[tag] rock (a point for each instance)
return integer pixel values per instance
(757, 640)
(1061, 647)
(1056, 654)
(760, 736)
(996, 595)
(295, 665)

§ WHAT IS ASKED
Repeat the listing above line for line, without changing anything.

§ OUTPUT OF THE TASK
[tag] rock (a point for each instance)
return integer pixel values per instance
(757, 640)
(1061, 647)
(1056, 654)
(760, 736)
(996, 595)
(295, 665)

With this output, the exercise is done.